DATA IN THIS EXERCISE:
######

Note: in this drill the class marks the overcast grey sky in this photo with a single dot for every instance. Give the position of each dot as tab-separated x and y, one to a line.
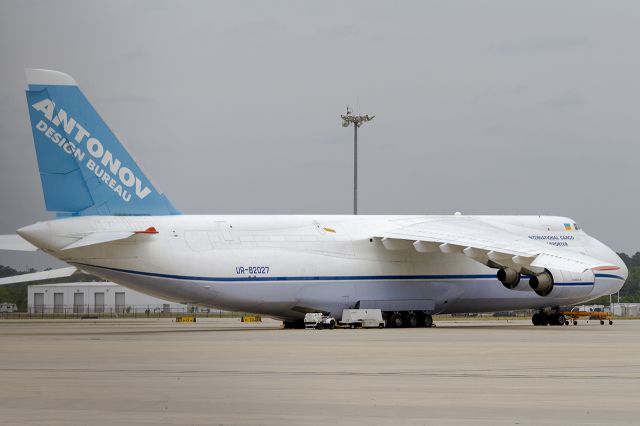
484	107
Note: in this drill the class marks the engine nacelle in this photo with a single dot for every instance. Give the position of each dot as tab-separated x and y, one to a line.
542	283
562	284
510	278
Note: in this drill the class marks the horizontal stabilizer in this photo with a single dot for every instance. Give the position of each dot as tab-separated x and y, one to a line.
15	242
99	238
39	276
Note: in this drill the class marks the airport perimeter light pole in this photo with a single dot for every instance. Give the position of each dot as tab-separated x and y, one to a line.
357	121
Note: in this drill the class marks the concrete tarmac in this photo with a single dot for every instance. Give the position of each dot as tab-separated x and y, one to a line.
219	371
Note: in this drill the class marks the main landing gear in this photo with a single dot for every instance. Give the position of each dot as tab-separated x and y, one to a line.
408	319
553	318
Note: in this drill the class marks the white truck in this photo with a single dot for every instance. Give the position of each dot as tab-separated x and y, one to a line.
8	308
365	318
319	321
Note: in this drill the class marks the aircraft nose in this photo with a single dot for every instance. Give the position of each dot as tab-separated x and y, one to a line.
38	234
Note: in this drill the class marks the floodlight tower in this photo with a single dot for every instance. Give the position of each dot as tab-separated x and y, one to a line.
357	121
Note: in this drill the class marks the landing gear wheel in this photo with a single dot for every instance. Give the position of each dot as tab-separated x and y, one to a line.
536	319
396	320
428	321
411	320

######

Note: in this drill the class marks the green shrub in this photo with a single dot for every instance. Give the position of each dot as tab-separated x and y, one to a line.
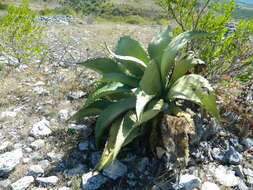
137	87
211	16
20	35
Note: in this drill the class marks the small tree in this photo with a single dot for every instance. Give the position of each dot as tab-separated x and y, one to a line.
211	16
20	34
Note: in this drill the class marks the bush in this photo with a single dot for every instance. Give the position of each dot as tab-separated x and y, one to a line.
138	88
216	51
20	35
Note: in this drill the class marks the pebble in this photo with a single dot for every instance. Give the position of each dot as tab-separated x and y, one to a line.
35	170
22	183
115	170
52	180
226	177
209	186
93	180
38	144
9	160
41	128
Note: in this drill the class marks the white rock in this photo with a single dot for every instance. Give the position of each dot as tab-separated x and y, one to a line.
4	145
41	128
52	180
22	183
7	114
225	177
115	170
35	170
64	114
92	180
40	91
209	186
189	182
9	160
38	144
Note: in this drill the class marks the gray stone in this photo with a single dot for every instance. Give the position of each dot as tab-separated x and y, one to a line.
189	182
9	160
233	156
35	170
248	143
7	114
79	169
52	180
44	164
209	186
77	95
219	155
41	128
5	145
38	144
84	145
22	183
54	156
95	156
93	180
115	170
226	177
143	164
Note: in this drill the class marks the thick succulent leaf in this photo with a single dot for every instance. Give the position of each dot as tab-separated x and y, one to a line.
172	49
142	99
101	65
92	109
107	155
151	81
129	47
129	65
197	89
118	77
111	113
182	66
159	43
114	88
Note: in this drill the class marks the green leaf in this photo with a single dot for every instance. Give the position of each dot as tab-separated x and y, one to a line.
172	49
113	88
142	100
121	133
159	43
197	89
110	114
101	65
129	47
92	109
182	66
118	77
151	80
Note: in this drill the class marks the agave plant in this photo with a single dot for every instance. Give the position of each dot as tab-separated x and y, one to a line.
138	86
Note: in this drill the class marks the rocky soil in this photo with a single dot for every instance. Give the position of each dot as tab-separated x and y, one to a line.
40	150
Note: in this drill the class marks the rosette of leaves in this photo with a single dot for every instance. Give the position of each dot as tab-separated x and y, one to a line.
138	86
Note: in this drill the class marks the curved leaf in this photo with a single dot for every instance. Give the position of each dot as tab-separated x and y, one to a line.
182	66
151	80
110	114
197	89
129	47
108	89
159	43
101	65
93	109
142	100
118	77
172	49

######

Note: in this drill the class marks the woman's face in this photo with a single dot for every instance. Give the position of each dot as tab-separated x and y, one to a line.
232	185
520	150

######

GIVEN INSTRUCTION:
Find each line in the records above that contains the word "white", and copy those lines out in full.

COMPLETE ANSWER:
Note: in this drill the class marks the white truck in this photo with a single dot for every instance. Give the position of each dot as tab-separated x and y, one to a line.
Note: in this drill the class marks the white rock in this photo with a single dot for every instance. Give the position of each dot as tab-separated x and y, one to a line.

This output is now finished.